Stored data entries
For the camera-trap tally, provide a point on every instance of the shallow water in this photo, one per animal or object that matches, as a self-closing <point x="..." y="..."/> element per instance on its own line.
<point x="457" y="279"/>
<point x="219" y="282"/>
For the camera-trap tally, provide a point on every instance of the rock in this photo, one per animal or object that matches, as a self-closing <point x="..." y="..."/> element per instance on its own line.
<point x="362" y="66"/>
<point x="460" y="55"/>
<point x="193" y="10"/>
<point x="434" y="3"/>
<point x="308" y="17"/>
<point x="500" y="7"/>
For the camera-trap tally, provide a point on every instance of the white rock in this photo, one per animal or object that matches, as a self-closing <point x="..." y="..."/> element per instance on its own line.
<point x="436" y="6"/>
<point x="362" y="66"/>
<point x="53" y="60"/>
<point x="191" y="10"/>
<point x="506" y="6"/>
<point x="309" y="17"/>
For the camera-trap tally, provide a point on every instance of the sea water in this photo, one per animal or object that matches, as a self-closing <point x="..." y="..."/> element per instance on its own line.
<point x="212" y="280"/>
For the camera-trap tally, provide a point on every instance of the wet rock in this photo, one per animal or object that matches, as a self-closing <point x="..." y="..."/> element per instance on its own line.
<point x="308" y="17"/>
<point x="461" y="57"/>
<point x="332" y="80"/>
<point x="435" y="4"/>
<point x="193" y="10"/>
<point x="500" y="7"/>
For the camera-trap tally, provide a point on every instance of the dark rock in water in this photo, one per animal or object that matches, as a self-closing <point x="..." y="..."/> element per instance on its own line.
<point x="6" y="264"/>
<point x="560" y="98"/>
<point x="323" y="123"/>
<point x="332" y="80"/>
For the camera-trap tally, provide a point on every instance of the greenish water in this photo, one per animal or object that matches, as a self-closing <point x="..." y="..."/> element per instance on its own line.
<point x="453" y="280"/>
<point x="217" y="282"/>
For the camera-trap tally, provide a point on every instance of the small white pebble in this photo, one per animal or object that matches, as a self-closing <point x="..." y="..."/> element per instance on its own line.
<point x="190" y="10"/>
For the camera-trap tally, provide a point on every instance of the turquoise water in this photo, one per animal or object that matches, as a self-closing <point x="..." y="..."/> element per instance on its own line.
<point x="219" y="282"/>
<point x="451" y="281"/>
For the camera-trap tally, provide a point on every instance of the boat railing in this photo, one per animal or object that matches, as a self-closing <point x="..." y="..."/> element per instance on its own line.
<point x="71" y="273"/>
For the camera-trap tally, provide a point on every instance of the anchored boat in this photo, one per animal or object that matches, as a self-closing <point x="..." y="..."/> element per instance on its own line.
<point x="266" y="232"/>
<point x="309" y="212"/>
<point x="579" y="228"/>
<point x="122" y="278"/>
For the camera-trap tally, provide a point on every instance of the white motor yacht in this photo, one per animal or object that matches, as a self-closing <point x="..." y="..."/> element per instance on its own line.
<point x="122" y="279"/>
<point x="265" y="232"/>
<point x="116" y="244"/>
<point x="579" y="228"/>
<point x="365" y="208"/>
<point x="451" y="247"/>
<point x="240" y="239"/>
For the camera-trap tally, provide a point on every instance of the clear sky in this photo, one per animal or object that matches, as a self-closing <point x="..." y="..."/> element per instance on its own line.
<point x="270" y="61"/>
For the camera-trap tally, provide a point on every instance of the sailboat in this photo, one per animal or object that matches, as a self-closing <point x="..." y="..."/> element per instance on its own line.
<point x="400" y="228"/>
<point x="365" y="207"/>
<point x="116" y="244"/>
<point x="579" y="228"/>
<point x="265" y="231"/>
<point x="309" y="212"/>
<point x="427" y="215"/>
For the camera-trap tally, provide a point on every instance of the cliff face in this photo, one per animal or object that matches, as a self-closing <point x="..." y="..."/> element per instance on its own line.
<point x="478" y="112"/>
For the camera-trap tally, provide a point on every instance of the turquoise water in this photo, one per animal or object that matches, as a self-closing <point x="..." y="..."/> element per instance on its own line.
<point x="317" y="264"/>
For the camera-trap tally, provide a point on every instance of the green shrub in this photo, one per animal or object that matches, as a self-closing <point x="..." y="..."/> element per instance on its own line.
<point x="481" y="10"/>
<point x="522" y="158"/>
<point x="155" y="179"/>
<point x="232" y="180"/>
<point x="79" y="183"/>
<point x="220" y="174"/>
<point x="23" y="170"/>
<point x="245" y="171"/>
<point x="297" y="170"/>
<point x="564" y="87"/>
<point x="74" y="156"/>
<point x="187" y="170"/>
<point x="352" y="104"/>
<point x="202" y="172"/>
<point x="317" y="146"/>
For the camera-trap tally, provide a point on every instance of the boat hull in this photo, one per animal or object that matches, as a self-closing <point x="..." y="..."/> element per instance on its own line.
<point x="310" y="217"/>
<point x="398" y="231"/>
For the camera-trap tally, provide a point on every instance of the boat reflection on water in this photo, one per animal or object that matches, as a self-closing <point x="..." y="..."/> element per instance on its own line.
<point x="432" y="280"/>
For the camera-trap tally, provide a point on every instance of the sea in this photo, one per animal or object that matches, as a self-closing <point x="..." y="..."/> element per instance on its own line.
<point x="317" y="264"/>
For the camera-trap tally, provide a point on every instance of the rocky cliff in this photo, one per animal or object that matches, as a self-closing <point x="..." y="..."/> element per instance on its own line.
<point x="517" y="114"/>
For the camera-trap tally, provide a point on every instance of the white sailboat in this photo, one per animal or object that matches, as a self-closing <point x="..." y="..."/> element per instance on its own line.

WORK ITEM> The lines from the one containing "sea in this" through the final line of the entries above are to be printed exactly, with nothing added.

ANSWER BOX>
For the camera-trap tally, provide a point on every instance of the sea in this photo, one per animal or object that matches, as a self-closing <point x="..." y="..."/> element per instance on its own line.
<point x="317" y="264"/>
For the camera-trap tally, provide a point on every instance of the rocky cliff in this photo, one per animal or object that matches, as a self-closing <point x="..." y="..."/> element per instance on its own line.
<point x="517" y="114"/>
For the camera-trap tally, provide a point on every instance of the white sailboat in this photo, one per animal or object that matches, as a self-closing <point x="..." y="..."/> element per instance on its own line.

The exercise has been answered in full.